*** Begin section ***
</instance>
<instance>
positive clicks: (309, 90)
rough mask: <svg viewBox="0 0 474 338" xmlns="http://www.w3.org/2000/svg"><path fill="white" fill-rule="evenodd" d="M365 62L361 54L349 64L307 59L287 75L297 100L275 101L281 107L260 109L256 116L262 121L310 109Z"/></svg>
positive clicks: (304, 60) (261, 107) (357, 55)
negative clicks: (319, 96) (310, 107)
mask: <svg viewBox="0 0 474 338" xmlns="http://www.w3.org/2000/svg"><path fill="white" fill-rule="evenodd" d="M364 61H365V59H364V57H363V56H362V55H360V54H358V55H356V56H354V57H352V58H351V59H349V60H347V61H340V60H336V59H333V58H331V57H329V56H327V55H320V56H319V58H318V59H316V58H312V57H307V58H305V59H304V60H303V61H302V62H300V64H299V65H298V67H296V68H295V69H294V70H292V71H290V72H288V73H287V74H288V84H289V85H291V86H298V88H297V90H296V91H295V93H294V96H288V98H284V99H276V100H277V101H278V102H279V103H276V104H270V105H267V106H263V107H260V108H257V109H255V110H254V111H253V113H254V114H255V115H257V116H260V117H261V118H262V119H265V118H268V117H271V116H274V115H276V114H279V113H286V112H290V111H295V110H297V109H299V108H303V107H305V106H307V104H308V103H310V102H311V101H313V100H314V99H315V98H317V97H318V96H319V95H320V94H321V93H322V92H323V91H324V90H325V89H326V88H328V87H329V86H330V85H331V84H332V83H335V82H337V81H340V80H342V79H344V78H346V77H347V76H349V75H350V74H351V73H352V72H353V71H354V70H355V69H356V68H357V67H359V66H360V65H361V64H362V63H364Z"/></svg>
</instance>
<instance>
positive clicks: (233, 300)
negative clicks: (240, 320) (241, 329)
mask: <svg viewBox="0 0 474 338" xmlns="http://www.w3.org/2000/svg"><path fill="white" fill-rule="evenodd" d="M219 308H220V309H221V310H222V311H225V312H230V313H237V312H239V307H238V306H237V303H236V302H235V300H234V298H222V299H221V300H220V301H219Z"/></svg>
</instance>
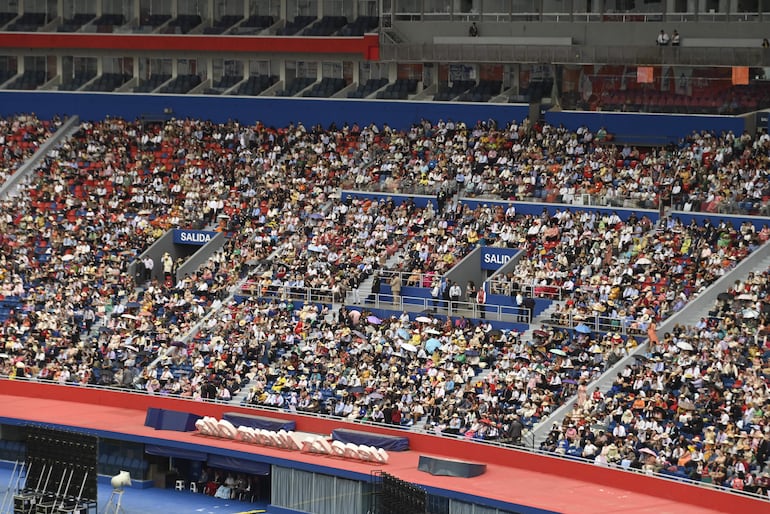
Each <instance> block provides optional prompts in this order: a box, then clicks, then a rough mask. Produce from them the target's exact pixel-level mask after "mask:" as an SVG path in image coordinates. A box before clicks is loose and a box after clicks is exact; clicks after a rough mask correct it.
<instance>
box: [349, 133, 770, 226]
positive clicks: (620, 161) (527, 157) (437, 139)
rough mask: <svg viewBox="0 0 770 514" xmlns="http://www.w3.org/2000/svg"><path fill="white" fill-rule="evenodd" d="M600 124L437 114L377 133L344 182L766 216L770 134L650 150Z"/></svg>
mask: <svg viewBox="0 0 770 514" xmlns="http://www.w3.org/2000/svg"><path fill="white" fill-rule="evenodd" d="M608 136H609V135H608V134H607V132H606V131H605V130H604V129H599V130H597V131H596V133H594V132H592V131H590V130H588V128H586V127H580V128H578V129H577V130H576V131H574V132H573V131H570V130H567V129H566V128H564V127H554V126H550V125H548V124H530V123H529V122H528V121H527V120H524V121H523V122H521V123H517V122H515V121H514V122H511V123H508V124H507V125H506V126H504V127H503V126H498V125H497V123H496V122H495V121H494V120H489V121H486V122H482V121H480V122H478V123H477V124H476V125H474V126H472V127H471V126H466V125H465V124H464V123H454V122H452V121H451V120H447V121H443V120H441V121H439V122H438V123H437V124H436V125H432V124H431V123H430V122H428V121H423V122H422V123H421V124H415V125H414V126H413V127H412V128H411V129H410V130H409V131H407V132H406V133H397V132H396V133H394V132H393V131H391V130H390V129H389V128H388V127H385V128H384V129H383V130H382V131H380V132H379V134H378V136H377V138H375V141H376V142H378V143H379V146H378V147H375V148H376V149H378V150H379V151H376V152H374V155H375V157H376V159H375V161H374V164H373V165H371V166H369V167H367V169H366V172H367V173H368V180H367V179H366V178H364V177H363V176H360V175H359V176H357V177H356V179H355V181H350V182H344V183H343V185H345V186H348V187H351V188H358V189H361V188H364V187H367V186H369V187H372V188H374V189H380V190H385V191H391V192H401V193H409V192H414V193H425V194H435V193H436V192H437V187H438V186H440V185H441V184H442V183H443V182H444V181H445V180H450V181H452V182H453V183H454V187H455V188H456V189H459V190H460V191H461V193H462V195H463V196H477V197H488V198H503V199H510V200H529V201H547V202H560V203H566V204H573V203H578V204H584V203H585V202H586V198H588V197H590V202H591V203H592V204H594V205H615V206H625V207H638V208H656V207H658V206H659V204H660V202H663V203H664V205H666V206H671V207H673V208H675V209H677V210H684V211H703V212H742V213H746V214H767V211H766V207H765V206H766V205H767V202H766V201H765V200H766V199H767V198H768V197H770V187H769V186H770V184H769V183H768V180H767V165H768V155H769V152H770V136H769V135H768V134H767V133H765V134H761V135H759V136H758V137H752V136H751V135H750V134H748V133H743V134H733V133H726V134H710V133H705V132H704V133H693V134H692V135H690V136H688V137H686V138H683V139H682V140H681V141H678V142H677V143H675V144H672V145H670V146H668V147H666V148H661V149H657V150H648V149H640V148H636V147H634V146H631V145H620V144H615V143H614V142H612V141H610V140H609V139H610V138H609V137H608Z"/></svg>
*** End section ***
Lines from the top of the data above through the line containing "positive clicks: (304, 60)" must be repeated exactly. All other lines stay out.

</instance>
<instance>
positive clicks: (309, 90)
rough mask: <svg viewBox="0 0 474 338" xmlns="http://www.w3.org/2000/svg"><path fill="white" fill-rule="evenodd" d="M365 62L361 54L349 64L307 59L287 75L297 100L275 101L281 107L260 109L256 116L262 121L310 109Z"/></svg>
positive clicks: (304, 60) (261, 107) (357, 55)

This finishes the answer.